▶ Instructions for the task:
Begin at the start of the records and stop after the line that contains "<point>90,43</point>". Write all those lines out again, requests included, shifting every coordinate in the answer points by adding 129 and leaving the points in the requests unchanged. Omit the pictures.

--*--

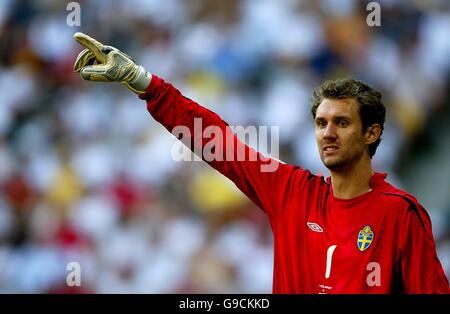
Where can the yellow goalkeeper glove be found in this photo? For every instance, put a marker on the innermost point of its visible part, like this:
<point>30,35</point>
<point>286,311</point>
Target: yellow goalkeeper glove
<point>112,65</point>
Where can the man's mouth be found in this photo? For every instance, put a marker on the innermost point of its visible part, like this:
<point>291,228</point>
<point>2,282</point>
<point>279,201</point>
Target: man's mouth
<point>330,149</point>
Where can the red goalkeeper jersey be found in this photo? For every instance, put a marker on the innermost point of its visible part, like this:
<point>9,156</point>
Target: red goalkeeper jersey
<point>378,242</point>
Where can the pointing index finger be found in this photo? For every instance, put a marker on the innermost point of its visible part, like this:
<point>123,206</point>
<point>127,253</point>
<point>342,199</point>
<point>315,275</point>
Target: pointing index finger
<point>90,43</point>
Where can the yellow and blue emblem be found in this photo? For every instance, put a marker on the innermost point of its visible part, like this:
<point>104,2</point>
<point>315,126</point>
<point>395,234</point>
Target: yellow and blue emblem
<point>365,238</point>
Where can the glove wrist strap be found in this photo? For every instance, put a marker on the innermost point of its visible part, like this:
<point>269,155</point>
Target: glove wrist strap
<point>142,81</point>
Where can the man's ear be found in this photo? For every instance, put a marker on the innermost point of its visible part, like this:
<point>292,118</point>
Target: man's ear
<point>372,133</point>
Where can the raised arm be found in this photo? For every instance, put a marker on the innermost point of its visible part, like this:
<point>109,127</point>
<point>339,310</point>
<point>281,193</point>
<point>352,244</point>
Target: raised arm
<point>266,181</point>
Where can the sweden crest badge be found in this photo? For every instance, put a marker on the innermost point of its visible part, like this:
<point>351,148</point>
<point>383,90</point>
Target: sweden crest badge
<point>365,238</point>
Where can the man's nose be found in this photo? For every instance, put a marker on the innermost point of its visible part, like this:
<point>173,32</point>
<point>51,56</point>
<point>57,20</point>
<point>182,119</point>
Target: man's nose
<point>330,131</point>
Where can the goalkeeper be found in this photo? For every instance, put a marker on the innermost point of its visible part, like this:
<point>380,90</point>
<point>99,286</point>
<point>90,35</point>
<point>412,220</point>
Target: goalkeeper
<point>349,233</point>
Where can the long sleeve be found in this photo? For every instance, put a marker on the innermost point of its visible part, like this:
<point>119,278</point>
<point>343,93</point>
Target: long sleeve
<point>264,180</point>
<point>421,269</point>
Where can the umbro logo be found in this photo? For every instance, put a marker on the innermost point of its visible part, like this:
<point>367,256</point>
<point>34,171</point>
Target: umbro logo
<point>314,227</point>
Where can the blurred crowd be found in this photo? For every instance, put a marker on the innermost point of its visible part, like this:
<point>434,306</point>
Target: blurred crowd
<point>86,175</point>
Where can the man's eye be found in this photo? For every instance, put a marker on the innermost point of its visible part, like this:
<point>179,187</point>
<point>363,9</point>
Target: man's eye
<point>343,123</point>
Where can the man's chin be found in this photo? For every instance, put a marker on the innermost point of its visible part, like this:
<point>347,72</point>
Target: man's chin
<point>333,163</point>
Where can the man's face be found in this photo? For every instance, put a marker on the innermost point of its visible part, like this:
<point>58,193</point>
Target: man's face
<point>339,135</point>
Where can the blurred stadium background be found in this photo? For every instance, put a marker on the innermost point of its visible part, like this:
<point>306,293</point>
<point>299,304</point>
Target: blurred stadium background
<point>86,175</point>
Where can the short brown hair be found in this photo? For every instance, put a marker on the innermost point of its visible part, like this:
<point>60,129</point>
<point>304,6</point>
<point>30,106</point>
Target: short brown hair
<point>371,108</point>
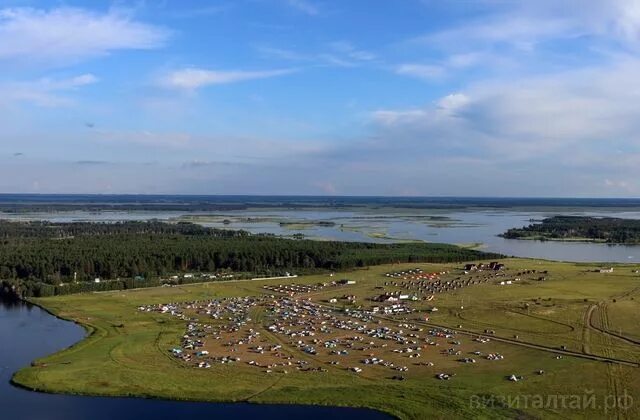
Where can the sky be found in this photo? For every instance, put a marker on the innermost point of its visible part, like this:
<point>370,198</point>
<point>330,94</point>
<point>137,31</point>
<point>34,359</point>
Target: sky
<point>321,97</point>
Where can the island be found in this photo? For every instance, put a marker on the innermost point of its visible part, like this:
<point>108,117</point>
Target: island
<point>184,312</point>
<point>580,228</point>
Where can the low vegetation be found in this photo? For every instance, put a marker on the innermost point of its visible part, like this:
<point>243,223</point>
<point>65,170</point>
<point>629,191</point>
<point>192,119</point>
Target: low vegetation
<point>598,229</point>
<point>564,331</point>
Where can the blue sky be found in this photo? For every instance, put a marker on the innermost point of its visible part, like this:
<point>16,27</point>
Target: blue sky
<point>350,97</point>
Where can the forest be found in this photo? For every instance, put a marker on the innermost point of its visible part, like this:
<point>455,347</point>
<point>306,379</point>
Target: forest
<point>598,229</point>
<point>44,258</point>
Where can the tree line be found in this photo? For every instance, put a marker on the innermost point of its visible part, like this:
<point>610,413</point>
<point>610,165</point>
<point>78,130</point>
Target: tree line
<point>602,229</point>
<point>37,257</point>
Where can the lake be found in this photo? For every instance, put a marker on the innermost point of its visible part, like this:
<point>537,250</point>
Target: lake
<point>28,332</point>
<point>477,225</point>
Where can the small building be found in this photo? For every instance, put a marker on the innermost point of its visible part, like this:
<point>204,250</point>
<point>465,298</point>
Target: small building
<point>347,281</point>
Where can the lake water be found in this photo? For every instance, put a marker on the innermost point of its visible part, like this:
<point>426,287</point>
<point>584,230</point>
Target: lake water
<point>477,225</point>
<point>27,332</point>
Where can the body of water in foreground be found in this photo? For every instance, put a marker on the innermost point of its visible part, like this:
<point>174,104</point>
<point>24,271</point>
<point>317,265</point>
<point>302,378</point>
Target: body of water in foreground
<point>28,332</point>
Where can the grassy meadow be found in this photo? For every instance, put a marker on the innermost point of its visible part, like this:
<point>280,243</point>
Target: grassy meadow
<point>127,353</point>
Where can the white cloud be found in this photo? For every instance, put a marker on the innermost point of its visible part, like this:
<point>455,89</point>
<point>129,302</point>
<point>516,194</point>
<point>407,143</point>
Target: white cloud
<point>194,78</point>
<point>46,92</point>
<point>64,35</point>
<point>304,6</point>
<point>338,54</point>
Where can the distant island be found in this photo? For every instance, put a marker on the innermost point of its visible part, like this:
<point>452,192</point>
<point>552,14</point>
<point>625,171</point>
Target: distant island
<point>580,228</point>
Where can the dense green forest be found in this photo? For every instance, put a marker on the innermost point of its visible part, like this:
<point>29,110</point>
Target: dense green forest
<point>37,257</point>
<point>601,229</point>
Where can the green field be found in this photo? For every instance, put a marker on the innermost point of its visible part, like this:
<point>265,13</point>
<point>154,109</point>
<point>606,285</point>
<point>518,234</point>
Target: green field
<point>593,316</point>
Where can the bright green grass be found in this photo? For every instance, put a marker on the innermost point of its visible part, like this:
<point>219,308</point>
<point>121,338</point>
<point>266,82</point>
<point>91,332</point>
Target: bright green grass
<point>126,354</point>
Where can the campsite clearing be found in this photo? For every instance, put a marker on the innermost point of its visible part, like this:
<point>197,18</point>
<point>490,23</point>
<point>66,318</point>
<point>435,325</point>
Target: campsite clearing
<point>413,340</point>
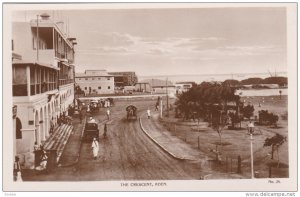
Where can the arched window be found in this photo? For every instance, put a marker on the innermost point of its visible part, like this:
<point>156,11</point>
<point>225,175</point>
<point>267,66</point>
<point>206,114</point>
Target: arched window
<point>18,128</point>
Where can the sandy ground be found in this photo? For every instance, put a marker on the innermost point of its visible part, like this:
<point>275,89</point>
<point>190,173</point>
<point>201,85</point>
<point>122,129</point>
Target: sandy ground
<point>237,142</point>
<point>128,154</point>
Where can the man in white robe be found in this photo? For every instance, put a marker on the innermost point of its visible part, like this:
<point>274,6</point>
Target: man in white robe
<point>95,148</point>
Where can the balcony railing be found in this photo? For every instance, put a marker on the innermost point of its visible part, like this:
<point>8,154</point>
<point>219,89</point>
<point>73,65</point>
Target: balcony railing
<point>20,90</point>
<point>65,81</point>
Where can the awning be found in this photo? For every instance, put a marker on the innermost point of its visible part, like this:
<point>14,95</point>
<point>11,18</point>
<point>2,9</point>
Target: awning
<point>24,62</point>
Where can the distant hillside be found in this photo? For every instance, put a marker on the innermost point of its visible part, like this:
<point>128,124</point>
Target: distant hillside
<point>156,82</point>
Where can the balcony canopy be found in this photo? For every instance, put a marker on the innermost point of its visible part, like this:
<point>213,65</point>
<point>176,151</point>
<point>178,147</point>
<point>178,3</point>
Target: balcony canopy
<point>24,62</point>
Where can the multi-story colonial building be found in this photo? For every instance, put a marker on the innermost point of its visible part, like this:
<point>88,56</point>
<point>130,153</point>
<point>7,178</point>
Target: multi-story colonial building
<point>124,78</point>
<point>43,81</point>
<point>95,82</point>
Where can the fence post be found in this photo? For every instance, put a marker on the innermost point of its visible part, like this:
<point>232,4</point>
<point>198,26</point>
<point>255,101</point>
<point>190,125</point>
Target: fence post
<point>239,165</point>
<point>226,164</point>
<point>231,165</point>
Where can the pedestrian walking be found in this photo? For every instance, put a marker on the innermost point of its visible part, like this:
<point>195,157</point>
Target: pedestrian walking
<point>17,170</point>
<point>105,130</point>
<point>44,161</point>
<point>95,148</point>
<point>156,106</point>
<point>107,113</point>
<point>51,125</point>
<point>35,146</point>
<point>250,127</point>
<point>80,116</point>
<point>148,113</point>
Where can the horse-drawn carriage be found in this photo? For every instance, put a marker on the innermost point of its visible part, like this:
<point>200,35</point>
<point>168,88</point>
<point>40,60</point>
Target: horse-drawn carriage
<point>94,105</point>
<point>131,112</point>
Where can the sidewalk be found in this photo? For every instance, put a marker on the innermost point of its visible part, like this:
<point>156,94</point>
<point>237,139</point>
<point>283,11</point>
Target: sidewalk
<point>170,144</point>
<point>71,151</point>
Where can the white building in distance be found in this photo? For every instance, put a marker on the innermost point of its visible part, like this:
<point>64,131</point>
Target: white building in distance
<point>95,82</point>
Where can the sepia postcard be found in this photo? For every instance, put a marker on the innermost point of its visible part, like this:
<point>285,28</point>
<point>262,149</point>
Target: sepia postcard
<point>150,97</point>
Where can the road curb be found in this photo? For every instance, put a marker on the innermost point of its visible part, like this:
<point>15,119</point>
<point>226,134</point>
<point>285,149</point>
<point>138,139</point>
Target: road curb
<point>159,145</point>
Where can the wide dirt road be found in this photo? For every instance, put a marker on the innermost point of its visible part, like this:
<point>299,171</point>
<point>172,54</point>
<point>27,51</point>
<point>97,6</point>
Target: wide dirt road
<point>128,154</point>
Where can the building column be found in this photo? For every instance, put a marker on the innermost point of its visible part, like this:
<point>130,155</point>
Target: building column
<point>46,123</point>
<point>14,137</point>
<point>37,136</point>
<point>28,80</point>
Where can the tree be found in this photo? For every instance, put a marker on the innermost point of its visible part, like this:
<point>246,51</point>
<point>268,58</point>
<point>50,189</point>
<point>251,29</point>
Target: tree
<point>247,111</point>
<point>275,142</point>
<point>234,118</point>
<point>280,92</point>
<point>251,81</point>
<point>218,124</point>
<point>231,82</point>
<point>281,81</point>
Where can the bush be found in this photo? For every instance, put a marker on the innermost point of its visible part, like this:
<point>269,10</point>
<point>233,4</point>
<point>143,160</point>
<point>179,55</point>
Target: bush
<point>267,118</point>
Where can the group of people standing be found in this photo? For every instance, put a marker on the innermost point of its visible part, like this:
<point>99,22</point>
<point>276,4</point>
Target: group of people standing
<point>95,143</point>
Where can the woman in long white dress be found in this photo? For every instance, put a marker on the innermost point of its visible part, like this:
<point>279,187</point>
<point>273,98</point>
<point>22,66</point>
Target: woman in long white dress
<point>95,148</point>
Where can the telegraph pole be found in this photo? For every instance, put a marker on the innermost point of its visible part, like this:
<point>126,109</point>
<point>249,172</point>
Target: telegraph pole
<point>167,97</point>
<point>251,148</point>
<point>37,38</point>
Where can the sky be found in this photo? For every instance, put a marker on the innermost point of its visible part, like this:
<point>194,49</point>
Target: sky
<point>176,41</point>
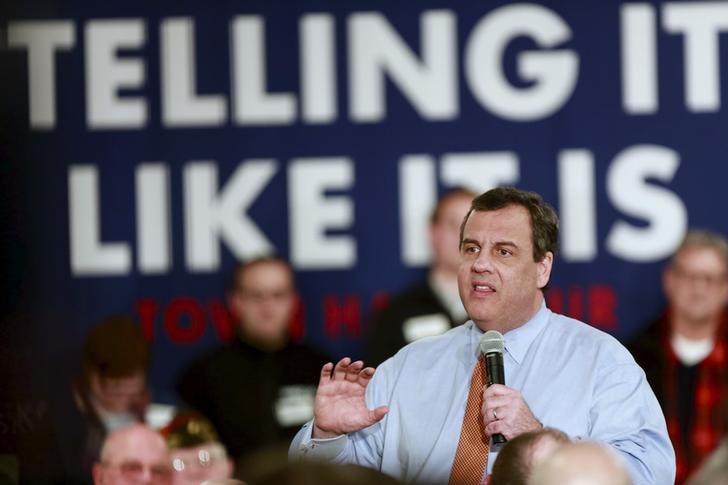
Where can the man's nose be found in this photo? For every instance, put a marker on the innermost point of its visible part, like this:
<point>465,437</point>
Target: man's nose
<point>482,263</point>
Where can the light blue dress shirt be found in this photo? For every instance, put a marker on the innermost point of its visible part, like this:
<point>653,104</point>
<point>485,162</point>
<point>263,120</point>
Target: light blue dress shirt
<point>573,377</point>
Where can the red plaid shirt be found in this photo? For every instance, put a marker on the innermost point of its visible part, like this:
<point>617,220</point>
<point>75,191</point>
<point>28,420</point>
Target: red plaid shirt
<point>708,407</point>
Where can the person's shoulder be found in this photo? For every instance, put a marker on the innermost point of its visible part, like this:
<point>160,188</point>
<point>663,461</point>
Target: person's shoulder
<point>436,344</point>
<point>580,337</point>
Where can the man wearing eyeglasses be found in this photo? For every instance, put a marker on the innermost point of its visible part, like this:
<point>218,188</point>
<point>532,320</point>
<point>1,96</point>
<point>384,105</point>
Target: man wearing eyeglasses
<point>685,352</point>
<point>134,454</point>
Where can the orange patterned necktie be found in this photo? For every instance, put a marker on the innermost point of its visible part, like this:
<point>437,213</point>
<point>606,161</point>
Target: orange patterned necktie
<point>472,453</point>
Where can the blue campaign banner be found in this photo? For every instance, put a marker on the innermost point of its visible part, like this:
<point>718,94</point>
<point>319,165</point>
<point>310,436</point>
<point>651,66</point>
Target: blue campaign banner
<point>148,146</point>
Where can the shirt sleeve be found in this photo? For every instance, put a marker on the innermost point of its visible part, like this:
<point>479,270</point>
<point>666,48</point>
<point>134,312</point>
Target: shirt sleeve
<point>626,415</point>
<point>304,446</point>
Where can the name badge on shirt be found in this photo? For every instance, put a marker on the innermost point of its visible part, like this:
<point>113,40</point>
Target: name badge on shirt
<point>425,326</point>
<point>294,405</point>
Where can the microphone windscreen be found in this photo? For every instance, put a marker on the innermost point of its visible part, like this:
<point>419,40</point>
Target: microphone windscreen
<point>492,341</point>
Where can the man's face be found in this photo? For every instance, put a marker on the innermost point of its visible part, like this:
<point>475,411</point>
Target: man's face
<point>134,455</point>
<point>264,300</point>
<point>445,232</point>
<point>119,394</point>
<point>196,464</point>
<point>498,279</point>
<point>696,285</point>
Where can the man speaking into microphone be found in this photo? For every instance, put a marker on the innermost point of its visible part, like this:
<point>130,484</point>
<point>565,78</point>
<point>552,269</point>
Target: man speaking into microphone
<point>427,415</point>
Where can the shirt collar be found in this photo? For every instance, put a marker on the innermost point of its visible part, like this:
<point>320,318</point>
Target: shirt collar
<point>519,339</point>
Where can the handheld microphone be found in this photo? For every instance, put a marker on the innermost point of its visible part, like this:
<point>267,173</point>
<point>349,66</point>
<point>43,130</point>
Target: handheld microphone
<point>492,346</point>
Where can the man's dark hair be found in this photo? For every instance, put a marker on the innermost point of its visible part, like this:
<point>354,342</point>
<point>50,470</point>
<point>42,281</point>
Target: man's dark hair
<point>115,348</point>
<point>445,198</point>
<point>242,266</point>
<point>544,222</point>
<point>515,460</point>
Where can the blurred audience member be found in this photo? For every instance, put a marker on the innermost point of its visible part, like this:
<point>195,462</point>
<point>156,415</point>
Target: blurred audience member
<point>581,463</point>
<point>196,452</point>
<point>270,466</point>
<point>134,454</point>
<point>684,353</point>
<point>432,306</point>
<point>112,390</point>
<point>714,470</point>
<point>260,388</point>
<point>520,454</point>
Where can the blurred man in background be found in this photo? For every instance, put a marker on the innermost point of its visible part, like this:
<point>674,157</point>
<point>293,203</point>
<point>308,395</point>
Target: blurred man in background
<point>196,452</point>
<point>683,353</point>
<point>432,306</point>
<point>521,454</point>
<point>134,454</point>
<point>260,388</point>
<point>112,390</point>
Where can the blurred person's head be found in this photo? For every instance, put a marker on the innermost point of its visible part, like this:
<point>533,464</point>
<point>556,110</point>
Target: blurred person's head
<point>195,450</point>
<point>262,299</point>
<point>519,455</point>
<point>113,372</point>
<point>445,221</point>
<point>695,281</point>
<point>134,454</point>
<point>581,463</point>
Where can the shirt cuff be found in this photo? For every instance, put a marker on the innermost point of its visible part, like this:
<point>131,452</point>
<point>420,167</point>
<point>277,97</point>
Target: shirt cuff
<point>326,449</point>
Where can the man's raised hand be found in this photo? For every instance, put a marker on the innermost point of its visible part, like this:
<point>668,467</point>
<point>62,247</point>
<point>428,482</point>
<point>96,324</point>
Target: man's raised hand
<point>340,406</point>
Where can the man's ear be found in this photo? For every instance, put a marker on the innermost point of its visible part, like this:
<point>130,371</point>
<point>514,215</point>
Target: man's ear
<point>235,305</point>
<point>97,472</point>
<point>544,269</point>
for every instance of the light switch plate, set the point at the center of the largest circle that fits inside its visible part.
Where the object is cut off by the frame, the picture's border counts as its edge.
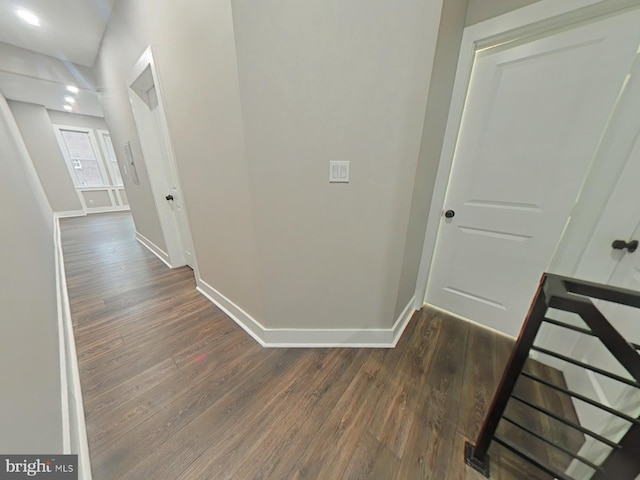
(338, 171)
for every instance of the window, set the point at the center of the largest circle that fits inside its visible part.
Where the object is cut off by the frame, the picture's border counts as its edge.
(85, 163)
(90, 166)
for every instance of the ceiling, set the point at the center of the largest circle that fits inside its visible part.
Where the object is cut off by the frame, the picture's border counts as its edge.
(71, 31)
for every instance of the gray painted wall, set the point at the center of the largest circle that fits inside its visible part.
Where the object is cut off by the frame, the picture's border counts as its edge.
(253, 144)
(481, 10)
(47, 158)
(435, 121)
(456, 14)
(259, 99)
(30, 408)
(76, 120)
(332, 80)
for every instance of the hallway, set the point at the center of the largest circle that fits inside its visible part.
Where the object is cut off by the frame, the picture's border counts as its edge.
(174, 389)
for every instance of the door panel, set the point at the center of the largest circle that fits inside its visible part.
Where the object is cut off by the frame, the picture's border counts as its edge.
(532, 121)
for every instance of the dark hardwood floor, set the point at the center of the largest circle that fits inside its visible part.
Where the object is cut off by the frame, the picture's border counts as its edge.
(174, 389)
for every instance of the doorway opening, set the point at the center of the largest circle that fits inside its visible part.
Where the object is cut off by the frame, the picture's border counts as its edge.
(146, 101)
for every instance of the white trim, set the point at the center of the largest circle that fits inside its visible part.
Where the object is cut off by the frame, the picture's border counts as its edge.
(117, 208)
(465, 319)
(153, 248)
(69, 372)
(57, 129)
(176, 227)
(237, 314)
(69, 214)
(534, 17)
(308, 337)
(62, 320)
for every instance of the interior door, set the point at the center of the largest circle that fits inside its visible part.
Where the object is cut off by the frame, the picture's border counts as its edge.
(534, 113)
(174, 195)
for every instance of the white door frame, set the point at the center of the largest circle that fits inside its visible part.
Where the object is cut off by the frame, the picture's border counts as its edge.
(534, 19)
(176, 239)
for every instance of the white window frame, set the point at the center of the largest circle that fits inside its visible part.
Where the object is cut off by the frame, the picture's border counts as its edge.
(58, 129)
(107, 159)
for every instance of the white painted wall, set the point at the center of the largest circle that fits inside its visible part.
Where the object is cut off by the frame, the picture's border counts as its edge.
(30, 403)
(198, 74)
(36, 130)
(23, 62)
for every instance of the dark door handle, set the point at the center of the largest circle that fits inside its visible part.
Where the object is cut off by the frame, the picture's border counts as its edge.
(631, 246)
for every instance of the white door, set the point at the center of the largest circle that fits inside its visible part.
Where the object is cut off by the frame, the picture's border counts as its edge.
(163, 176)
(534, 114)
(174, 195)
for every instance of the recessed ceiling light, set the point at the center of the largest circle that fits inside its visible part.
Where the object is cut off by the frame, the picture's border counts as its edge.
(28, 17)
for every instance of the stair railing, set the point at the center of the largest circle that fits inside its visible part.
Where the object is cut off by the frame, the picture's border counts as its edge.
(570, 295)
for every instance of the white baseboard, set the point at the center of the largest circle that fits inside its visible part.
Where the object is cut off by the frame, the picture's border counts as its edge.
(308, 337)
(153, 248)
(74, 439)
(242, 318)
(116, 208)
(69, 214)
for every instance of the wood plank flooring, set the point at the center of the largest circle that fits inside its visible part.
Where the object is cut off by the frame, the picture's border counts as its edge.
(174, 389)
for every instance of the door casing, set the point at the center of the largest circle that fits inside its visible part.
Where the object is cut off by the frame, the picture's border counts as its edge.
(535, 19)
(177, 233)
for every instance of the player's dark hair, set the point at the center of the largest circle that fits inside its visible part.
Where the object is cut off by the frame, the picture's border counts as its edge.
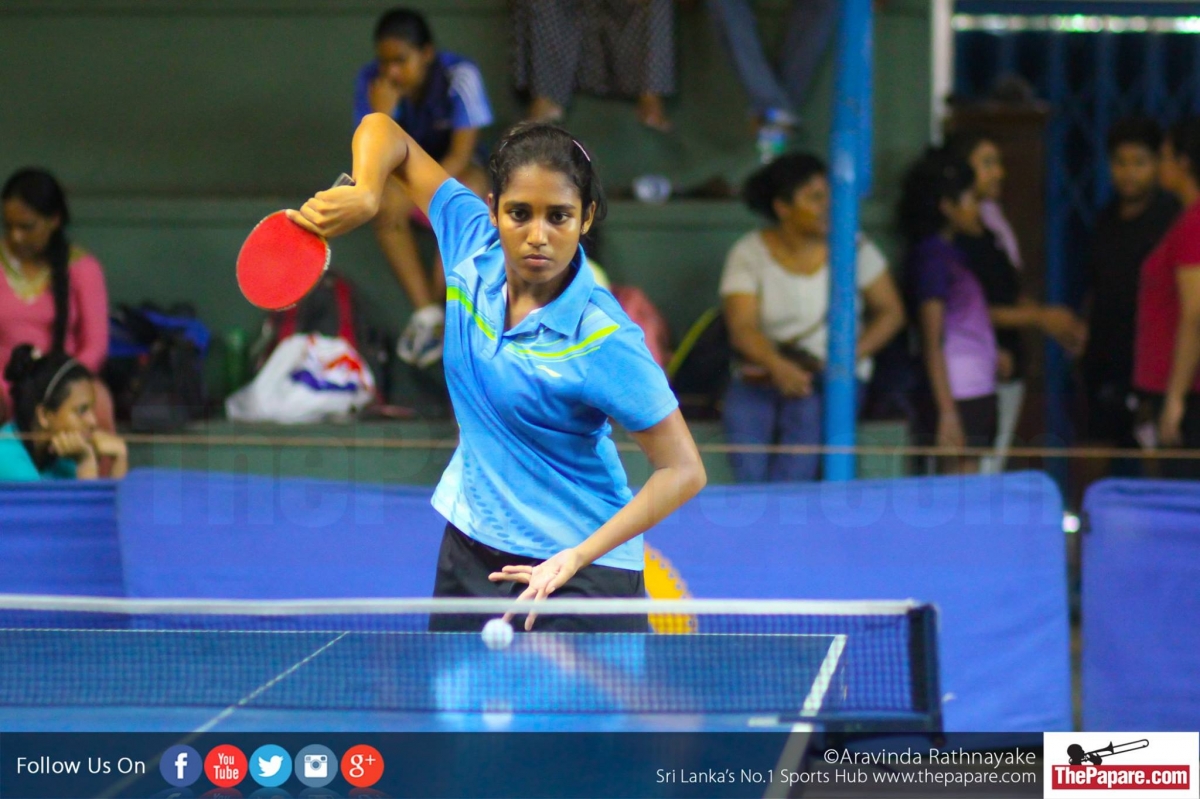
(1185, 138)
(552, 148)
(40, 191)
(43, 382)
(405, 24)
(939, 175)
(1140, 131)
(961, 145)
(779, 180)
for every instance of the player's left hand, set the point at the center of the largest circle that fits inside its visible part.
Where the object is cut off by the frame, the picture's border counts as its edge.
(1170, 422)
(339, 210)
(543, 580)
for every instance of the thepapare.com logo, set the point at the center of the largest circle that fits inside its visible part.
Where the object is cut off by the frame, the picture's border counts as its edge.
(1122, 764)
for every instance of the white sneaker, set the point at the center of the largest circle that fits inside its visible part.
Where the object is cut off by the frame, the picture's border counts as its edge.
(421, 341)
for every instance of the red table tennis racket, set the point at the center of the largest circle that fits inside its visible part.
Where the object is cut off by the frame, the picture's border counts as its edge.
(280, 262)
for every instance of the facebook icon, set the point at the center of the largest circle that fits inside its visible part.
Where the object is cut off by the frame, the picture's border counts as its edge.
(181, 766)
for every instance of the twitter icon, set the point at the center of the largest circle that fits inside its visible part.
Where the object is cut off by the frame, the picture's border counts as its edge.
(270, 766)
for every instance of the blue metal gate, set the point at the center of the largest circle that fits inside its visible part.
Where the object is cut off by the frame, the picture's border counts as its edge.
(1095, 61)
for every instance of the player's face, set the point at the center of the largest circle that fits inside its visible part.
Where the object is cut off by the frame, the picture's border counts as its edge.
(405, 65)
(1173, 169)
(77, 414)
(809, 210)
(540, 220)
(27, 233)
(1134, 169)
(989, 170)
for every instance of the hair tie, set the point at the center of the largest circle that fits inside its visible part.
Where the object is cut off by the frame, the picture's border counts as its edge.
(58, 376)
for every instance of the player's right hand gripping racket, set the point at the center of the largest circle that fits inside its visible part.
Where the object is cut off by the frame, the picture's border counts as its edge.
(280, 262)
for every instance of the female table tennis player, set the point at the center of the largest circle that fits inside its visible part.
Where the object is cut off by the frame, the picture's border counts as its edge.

--*--

▶ Completed exercise:
Where can the yellow goalkeeper glove be found in this photo? For every instance, put a marker on the innermost point of its visible part, like this:
<point>30,35</point>
<point>286,311</point>
Target: yellow goalkeeper glove
<point>241,194</point>
Where can the man's mouth be found in this photo? For every instance, put a marker on the innermost point of its visible part, like this:
<point>291,228</point>
<point>2,282</point>
<point>279,201</point>
Target: man's mouth
<point>459,278</point>
Where can the red goalkeeper jersey be found in this photo? For every instance, put a marker on the innermost point of its visible part, like this:
<point>9,156</point>
Target: red goalkeeper jersey
<point>507,371</point>
Where can the pointing index finger be found in this photo? For every instance, put a marker on the innermost point of its visible part, like this:
<point>123,206</point>
<point>127,253</point>
<point>342,199</point>
<point>315,275</point>
Target: pointing index finger
<point>219,172</point>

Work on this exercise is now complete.